═════ Text block

In this study, the behavior and convection-diffusion of CO₂, which was assumed to have leaked from the seafloor near the southeastern coast of Korea, where a pilot project of CO₂ ocean geological storage started but was temporarily stopped, were numerically predicted using a multi-scale ocean model for the first time. In the ocean model, hydrostatic approximation and Eulerian–Lagrangian two-phase models were applied for the meso- and small-scale regions, respectively. Numerical simulations involving changes in the main parameters, such as the initial diameter of CO₂ and leakage rate, were carried out to investigate its effects on the simulation results, especially regarding environmental impacts.

══════════

Problem 1:
According to the CO₂ leakage passage, why were numerical simulations run with changes to the main parameters? Answer in one to three sentences.
The CO₂ leakage passage and the records come from unrelated sources.

═════ Material supplied

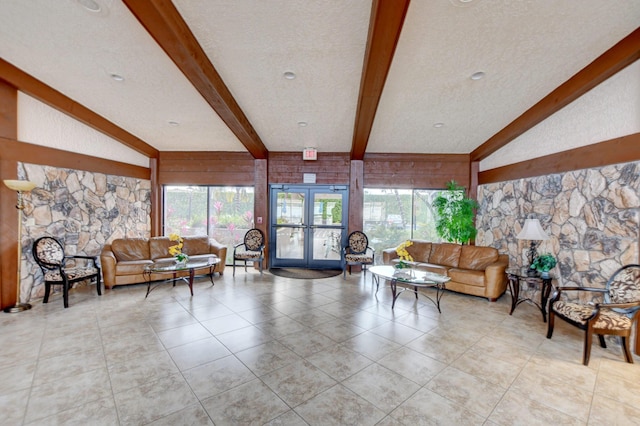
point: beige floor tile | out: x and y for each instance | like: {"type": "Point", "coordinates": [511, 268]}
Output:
{"type": "Point", "coordinates": [413, 365]}
{"type": "Point", "coordinates": [243, 338]}
{"type": "Point", "coordinates": [290, 418]}
{"type": "Point", "coordinates": [381, 387]}
{"type": "Point", "coordinates": [182, 335]}
{"type": "Point", "coordinates": [297, 382]}
{"type": "Point", "coordinates": [476, 395]}
{"type": "Point", "coordinates": [217, 376]}
{"type": "Point", "coordinates": [428, 408]}
{"type": "Point", "coordinates": [250, 403]}
{"type": "Point", "coordinates": [517, 409]}
{"type": "Point", "coordinates": [371, 345]}
{"type": "Point", "coordinates": [265, 358]}
{"type": "Point", "coordinates": [198, 353]}
{"type": "Point", "coordinates": [140, 370]}
{"type": "Point", "coordinates": [339, 406]}
{"type": "Point", "coordinates": [154, 400]}
{"type": "Point", "coordinates": [338, 330]}
{"type": "Point", "coordinates": [339, 362]}
{"type": "Point", "coordinates": [65, 394]}
{"type": "Point", "coordinates": [609, 411]}
{"type": "Point", "coordinates": [306, 342]}
{"type": "Point", "coordinates": [194, 415]}
{"type": "Point", "coordinates": [96, 413]}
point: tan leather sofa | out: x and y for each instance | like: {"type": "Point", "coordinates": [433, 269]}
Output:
{"type": "Point", "coordinates": [123, 260]}
{"type": "Point", "coordinates": [474, 270]}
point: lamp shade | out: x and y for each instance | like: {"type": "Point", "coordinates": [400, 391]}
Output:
{"type": "Point", "coordinates": [532, 230]}
{"type": "Point", "coordinates": [19, 185]}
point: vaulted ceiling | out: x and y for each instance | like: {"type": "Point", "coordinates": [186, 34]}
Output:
{"type": "Point", "coordinates": [356, 76]}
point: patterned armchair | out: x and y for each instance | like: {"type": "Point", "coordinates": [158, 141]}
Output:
{"type": "Point", "coordinates": [60, 269]}
{"type": "Point", "coordinates": [357, 252]}
{"type": "Point", "coordinates": [615, 316]}
{"type": "Point", "coordinates": [252, 249]}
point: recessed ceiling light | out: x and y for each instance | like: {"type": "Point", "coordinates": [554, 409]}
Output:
{"type": "Point", "coordinates": [90, 5]}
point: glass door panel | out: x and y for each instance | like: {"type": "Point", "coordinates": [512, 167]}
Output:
{"type": "Point", "coordinates": [306, 227]}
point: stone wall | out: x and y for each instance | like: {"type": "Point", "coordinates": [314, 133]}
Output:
{"type": "Point", "coordinates": [591, 216]}
{"type": "Point", "coordinates": [84, 210]}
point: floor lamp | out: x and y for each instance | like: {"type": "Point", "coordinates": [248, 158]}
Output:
{"type": "Point", "coordinates": [19, 186]}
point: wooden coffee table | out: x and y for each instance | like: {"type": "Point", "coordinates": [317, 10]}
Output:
{"type": "Point", "coordinates": [171, 267]}
{"type": "Point", "coordinates": [409, 279]}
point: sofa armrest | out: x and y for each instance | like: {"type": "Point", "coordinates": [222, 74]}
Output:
{"type": "Point", "coordinates": [219, 250]}
{"type": "Point", "coordinates": [388, 255]}
{"type": "Point", "coordinates": [108, 263]}
{"type": "Point", "coordinates": [495, 277]}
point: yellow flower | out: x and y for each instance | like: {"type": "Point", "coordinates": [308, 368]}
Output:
{"type": "Point", "coordinates": [402, 252]}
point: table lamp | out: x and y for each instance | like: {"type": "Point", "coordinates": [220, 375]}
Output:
{"type": "Point", "coordinates": [532, 231]}
{"type": "Point", "coordinates": [19, 186]}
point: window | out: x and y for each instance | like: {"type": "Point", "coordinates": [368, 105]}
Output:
{"type": "Point", "coordinates": [222, 212]}
{"type": "Point", "coordinates": [391, 216]}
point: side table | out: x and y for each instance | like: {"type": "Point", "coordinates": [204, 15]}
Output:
{"type": "Point", "coordinates": [517, 276]}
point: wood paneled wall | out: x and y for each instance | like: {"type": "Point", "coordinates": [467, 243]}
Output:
{"type": "Point", "coordinates": [289, 167]}
{"type": "Point", "coordinates": [423, 171]}
{"type": "Point", "coordinates": [205, 168]}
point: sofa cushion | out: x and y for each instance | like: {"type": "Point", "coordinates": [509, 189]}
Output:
{"type": "Point", "coordinates": [127, 249]}
{"type": "Point", "coordinates": [419, 250]}
{"type": "Point", "coordinates": [131, 267]}
{"type": "Point", "coordinates": [196, 245]}
{"type": "Point", "coordinates": [445, 254]}
{"type": "Point", "coordinates": [467, 276]}
{"type": "Point", "coordinates": [477, 258]}
{"type": "Point", "coordinates": [159, 247]}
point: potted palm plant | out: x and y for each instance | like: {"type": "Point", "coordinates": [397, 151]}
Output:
{"type": "Point", "coordinates": [455, 213]}
{"type": "Point", "coordinates": [543, 264]}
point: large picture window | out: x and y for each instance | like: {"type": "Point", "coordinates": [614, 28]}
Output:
{"type": "Point", "coordinates": [222, 212]}
{"type": "Point", "coordinates": [391, 216]}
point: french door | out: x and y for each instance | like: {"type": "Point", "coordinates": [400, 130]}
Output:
{"type": "Point", "coordinates": [307, 227]}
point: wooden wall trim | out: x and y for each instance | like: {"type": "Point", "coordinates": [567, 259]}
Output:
{"type": "Point", "coordinates": [623, 54]}
{"type": "Point", "coordinates": [385, 25]}
{"type": "Point", "coordinates": [165, 24]}
{"type": "Point", "coordinates": [37, 89]}
{"type": "Point", "coordinates": [416, 171]}
{"type": "Point", "coordinates": [619, 150]}
{"type": "Point", "coordinates": [8, 110]}
{"type": "Point", "coordinates": [37, 154]}
{"type": "Point", "coordinates": [206, 168]}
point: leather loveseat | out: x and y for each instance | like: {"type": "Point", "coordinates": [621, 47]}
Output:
{"type": "Point", "coordinates": [474, 270]}
{"type": "Point", "coordinates": [123, 260]}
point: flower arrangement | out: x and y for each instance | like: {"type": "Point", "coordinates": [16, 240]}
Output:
{"type": "Point", "coordinates": [544, 262]}
{"type": "Point", "coordinates": [176, 250]}
{"type": "Point", "coordinates": [404, 255]}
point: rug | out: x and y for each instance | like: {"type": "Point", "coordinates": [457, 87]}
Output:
{"type": "Point", "coordinates": [305, 274]}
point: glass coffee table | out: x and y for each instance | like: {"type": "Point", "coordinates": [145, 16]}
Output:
{"type": "Point", "coordinates": [409, 279]}
{"type": "Point", "coordinates": [171, 267]}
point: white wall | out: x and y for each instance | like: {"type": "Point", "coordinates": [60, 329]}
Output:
{"type": "Point", "coordinates": [42, 125]}
{"type": "Point", "coordinates": [608, 111]}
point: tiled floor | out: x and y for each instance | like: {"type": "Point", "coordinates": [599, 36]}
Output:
{"type": "Point", "coordinates": [270, 350]}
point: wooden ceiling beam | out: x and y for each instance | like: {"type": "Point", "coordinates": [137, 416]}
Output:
{"type": "Point", "coordinates": [623, 54]}
{"type": "Point", "coordinates": [164, 23]}
{"type": "Point", "coordinates": [385, 25]}
{"type": "Point", "coordinates": [45, 94]}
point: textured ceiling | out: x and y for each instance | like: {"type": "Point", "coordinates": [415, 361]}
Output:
{"type": "Point", "coordinates": [526, 49]}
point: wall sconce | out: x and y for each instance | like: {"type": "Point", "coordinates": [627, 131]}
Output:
{"type": "Point", "coordinates": [532, 230]}
{"type": "Point", "coordinates": [19, 186]}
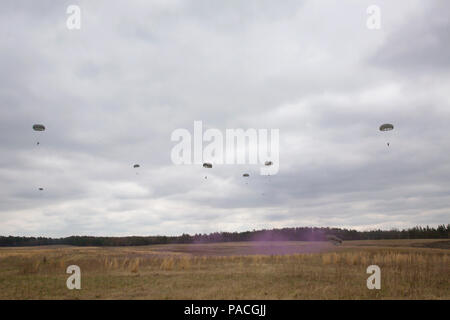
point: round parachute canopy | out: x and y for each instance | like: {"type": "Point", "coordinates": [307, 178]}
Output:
{"type": "Point", "coordinates": [38, 127]}
{"type": "Point", "coordinates": [386, 127]}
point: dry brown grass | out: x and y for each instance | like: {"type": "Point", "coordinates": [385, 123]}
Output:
{"type": "Point", "coordinates": [152, 273]}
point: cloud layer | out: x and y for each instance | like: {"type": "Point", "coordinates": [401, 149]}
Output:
{"type": "Point", "coordinates": [112, 93]}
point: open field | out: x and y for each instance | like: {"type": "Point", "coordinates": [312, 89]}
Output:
{"type": "Point", "coordinates": [410, 269]}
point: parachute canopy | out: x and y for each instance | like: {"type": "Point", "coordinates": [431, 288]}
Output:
{"type": "Point", "coordinates": [38, 127]}
{"type": "Point", "coordinates": [386, 127]}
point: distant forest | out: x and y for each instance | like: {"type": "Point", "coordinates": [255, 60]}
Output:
{"type": "Point", "coordinates": [285, 234]}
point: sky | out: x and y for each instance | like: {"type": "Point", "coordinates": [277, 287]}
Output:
{"type": "Point", "coordinates": [112, 92]}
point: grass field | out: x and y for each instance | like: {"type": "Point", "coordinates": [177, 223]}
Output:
{"type": "Point", "coordinates": [410, 269]}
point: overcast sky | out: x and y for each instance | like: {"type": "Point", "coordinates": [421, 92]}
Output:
{"type": "Point", "coordinates": [111, 94]}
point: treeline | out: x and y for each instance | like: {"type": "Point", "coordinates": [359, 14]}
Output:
{"type": "Point", "coordinates": [285, 234]}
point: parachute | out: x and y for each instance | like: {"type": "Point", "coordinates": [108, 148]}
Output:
{"type": "Point", "coordinates": [387, 127]}
{"type": "Point", "coordinates": [38, 127]}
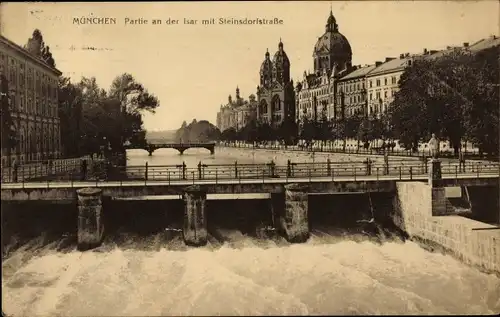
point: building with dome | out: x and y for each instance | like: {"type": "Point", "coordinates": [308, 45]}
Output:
{"type": "Point", "coordinates": [332, 57]}
{"type": "Point", "coordinates": [275, 93]}
{"type": "Point", "coordinates": [236, 113]}
{"type": "Point", "coordinates": [32, 82]}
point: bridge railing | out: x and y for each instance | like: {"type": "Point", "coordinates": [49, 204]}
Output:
{"type": "Point", "coordinates": [57, 168]}
{"type": "Point", "coordinates": [217, 172]}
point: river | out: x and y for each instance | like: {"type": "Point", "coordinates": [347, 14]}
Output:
{"type": "Point", "coordinates": [335, 272]}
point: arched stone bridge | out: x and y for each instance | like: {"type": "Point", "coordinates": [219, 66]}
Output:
{"type": "Point", "coordinates": [181, 147]}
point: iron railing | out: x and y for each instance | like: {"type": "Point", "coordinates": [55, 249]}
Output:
{"type": "Point", "coordinates": [236, 171]}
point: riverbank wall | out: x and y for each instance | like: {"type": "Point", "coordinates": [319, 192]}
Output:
{"type": "Point", "coordinates": [419, 211]}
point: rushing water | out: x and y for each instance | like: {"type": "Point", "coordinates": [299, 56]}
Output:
{"type": "Point", "coordinates": [335, 272]}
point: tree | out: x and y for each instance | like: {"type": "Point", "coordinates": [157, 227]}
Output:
{"type": "Point", "coordinates": [338, 131]}
{"type": "Point", "coordinates": [70, 115]}
{"type": "Point", "coordinates": [308, 130]}
{"type": "Point", "coordinates": [132, 95]}
{"type": "Point", "coordinates": [324, 128]}
{"type": "Point", "coordinates": [134, 99]}
{"type": "Point", "coordinates": [454, 96]}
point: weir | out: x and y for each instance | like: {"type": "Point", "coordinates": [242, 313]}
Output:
{"type": "Point", "coordinates": [419, 205]}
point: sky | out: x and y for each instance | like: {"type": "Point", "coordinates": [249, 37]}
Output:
{"type": "Point", "coordinates": [192, 69]}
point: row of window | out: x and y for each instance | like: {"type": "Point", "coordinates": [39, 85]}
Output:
{"type": "Point", "coordinates": [30, 105]}
{"type": "Point", "coordinates": [352, 87]}
{"type": "Point", "coordinates": [36, 81]}
{"type": "Point", "coordinates": [315, 93]}
{"type": "Point", "coordinates": [386, 94]}
{"type": "Point", "coordinates": [356, 99]}
{"type": "Point", "coordinates": [393, 80]}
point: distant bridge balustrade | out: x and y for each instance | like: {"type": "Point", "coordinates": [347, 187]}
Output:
{"type": "Point", "coordinates": [211, 173]}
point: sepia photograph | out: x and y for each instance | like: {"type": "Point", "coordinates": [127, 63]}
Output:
{"type": "Point", "coordinates": [250, 158]}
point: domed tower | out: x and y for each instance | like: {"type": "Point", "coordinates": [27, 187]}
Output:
{"type": "Point", "coordinates": [266, 72]}
{"type": "Point", "coordinates": [281, 66]}
{"type": "Point", "coordinates": [331, 49]}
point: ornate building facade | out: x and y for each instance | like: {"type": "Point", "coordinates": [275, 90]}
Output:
{"type": "Point", "coordinates": [332, 56]}
{"type": "Point", "coordinates": [383, 82]}
{"type": "Point", "coordinates": [33, 100]}
{"type": "Point", "coordinates": [275, 94]}
{"type": "Point", "coordinates": [236, 113]}
{"type": "Point", "coordinates": [352, 92]}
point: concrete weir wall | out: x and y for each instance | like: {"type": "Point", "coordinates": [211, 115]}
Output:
{"type": "Point", "coordinates": [420, 210]}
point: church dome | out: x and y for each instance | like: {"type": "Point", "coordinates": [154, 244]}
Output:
{"type": "Point", "coordinates": [332, 41]}
{"type": "Point", "coordinates": [280, 57]}
{"type": "Point", "coordinates": [267, 65]}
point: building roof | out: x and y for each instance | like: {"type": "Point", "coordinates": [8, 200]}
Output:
{"type": "Point", "coordinates": [486, 43]}
{"type": "Point", "coordinates": [28, 55]}
{"type": "Point", "coordinates": [360, 72]}
{"type": "Point", "coordinates": [332, 40]}
{"type": "Point", "coordinates": [391, 66]}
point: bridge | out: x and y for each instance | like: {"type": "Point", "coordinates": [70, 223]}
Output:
{"type": "Point", "coordinates": [416, 194]}
{"type": "Point", "coordinates": [321, 177]}
{"type": "Point", "coordinates": [181, 147]}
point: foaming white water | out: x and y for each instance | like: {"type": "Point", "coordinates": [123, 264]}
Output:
{"type": "Point", "coordinates": [246, 276]}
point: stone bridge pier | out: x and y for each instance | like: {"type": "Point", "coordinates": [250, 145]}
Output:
{"type": "Point", "coordinates": [90, 221]}
{"type": "Point", "coordinates": [290, 212]}
{"type": "Point", "coordinates": [194, 230]}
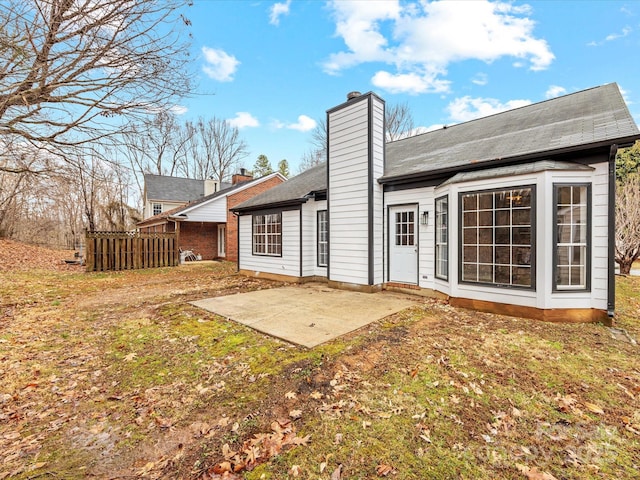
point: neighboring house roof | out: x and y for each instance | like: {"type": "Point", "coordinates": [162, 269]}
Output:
{"type": "Point", "coordinates": [294, 191]}
{"type": "Point", "coordinates": [590, 118]}
{"type": "Point", "coordinates": [231, 189]}
{"type": "Point", "coordinates": [586, 118]}
{"type": "Point", "coordinates": [175, 189]}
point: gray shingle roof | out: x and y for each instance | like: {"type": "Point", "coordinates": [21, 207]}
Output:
{"type": "Point", "coordinates": [589, 118]}
{"type": "Point", "coordinates": [160, 187]}
{"type": "Point", "coordinates": [583, 118]}
{"type": "Point", "coordinates": [510, 170]}
{"type": "Point", "coordinates": [294, 189]}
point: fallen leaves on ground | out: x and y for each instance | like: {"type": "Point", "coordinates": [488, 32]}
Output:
{"type": "Point", "coordinates": [261, 448]}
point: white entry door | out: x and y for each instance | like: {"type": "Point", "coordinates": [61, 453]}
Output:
{"type": "Point", "coordinates": [403, 244]}
{"type": "Point", "coordinates": [222, 240]}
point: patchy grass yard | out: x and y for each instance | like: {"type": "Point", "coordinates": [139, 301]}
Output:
{"type": "Point", "coordinates": [116, 375]}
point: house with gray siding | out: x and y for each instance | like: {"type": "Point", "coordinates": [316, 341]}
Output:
{"type": "Point", "coordinates": [511, 213]}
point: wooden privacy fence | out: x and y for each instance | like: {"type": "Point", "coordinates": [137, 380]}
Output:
{"type": "Point", "coordinates": [130, 250]}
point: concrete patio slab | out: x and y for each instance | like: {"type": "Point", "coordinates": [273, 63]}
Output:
{"type": "Point", "coordinates": [308, 314]}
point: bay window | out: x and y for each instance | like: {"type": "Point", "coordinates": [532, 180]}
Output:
{"type": "Point", "coordinates": [497, 237]}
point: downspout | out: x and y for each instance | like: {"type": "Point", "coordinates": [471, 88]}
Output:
{"type": "Point", "coordinates": [235, 214]}
{"type": "Point", "coordinates": [611, 287]}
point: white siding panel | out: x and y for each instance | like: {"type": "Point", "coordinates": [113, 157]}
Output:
{"type": "Point", "coordinates": [378, 197]}
{"type": "Point", "coordinates": [348, 194]}
{"type": "Point", "coordinates": [288, 263]}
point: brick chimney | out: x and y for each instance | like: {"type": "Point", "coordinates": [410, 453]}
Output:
{"type": "Point", "coordinates": [242, 176]}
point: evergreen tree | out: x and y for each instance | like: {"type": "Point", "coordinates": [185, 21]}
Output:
{"type": "Point", "coordinates": [283, 168]}
{"type": "Point", "coordinates": [262, 167]}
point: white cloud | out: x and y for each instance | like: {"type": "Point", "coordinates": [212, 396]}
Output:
{"type": "Point", "coordinates": [611, 37]}
{"type": "Point", "coordinates": [219, 64]}
{"type": "Point", "coordinates": [243, 120]}
{"type": "Point", "coordinates": [304, 124]}
{"type": "Point", "coordinates": [625, 95]}
{"type": "Point", "coordinates": [427, 37]}
{"type": "Point", "coordinates": [412, 83]}
{"type": "Point", "coordinates": [480, 79]}
{"type": "Point", "coordinates": [555, 91]}
{"type": "Point", "coordinates": [467, 108]}
{"type": "Point", "coordinates": [277, 10]}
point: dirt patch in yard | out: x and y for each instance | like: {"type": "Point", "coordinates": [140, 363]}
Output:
{"type": "Point", "coordinates": [116, 375]}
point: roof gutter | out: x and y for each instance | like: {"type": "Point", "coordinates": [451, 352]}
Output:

══════════

Problem 2:
Pull out every line of the records that contains the word "water".

Exercise solution 1:
They were run to investigate how changes in the main parameters, such as the initial diameter of CO₂ and the leakage rate, affect the simulation results. The focus was especially on environmental impacts.

Exercise solution 2:
point: rushing water | out: x and y for each instance | like: {"type": "Point", "coordinates": [299, 56]}
point: foaming white water | out: x and y for each instance | like: {"type": "Point", "coordinates": [123, 264]}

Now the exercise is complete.